> _Enunciado A_
Segundo o trecho do documento, em que data a UFRJ publicou a nota em resposta ao editorial do jornal O Globo?

> _Trecho do documento_
-----

Falta interesse na manutenção das universidades públicas no Brasil

Em 18 de setembro, a Universidade Federal do Rio de Janeiro (UFRJ) publicou uma nota em resposta ao editorial do jornal O Globo do dia anterior, em defesa da educação pública de qualidade, ressaltando o papel social dessas instituições e sua contribuição para a manutenção da soberania do país. A opinião do veículo, que chamou de “falidas” a UFRJ e a Universidade do Estado do Rio de Janeiro (UERJ), ofendeu a comunidade científica. O editorial também propunha a “reinvenção” das universidades públicas sob a lógica de economia de recursos. “Não há mais possibilidade de sustentação de instituições com gastos bilionários e déficits crescentes por uma sociedade na qual metade dos trabalhadores tem renda domiciliar de até dois salários mínimos por mês”, trazia o texto. Em reposta, a UFRJ desmente a decadência das universidades públicas e destaca resultados de sucesso alcançados pelas universidades públicas brasileiras em geral. Em agosto, por exemplo, a UFRJ apontada pelo ranking de Xangai como a melhor universidade federal do Brasil, alem de ser responsável por cerca de 10% dos programas de pós-graduação com qualidade internacional, conceitos 6 e 7 da Coordenação de Aperfeiçoamento de Pessoal de Nível Superior (Capes) e seus cursos de graduação estão entre os melhores do Brasil, conforme resultados do Exame Nacional de Desempenho de Estudantes (Enade) e do Ministério da Educação (MEC). Para fazer uma análise conjuntural dos ataques da situação da educação pública no Brasil, o Portal EPSJV/Fiocruz conversou Mariana Trotta, professora Adjunta da Faculdade Nacional de Direito (FND/UFRJ) e vice-presidente do Sindicato Nacional dos Docentes das Instituições de Ensino Superior (Andes – Rio de Janeiro).
Ana Paula Evangelista - EPSJV/Fiocruz | 21/09/2018 10h42 - Atualizado em 01/07/2022 09h44

Em editorial publicado no dia 17 de setembro, o jornal O Globo caracteriza a UFRJ e a UERJ como “falidas”. Ao mesmo tempo, insinua o que chamou de “exaustão de um modelo de política educacional que contempla uma expansão dos gastos financiados por orçamentos federais e estaduais cada vez mais limitados”. Existe falência? Como poderíamos caracterizar a situação das universidades públicas no país?

-----

> _Dados do exercício_
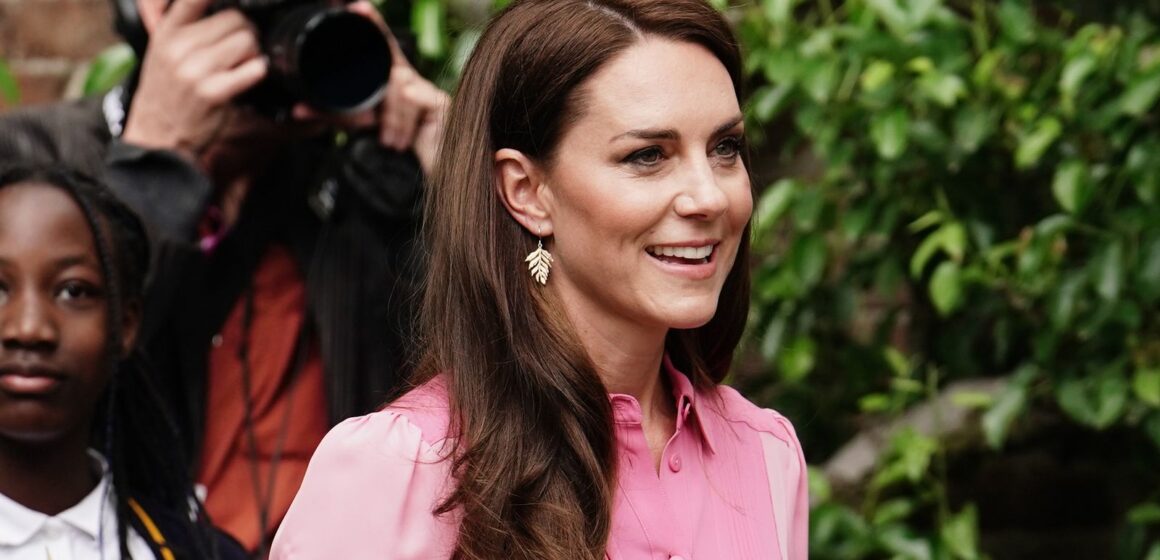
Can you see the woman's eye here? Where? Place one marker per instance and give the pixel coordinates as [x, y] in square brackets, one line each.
[729, 147]
[647, 157]
[78, 290]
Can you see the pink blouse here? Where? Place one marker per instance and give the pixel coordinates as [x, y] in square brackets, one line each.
[732, 484]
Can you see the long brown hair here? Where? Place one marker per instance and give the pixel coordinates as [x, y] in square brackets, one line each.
[536, 460]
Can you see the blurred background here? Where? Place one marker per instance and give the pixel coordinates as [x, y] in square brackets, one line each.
[957, 267]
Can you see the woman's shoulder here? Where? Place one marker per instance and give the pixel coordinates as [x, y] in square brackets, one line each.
[421, 415]
[740, 413]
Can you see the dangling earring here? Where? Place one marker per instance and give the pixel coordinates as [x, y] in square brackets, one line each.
[539, 261]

-----

> _Enunciado B_
Transcreva as linhas dos registros desde a linha com "Can you see the woman's shoulder" até o fim dos registros, incluindo ambas as extremidades.

> _Resposta correta A_
Em 18 de setembro.

> _Resposta correta B_
Can you see the woman's shoulder here? Where? Place one marker per instance and give the pixel coordinates as [x, y] in square brackets, one line each.
[421, 415]
[740, 413]
Can you see the dangling earring here? Where? Place one marker per instance and give the pixel coordinates as [x, y] in square brackets, one line each.
[539, 261]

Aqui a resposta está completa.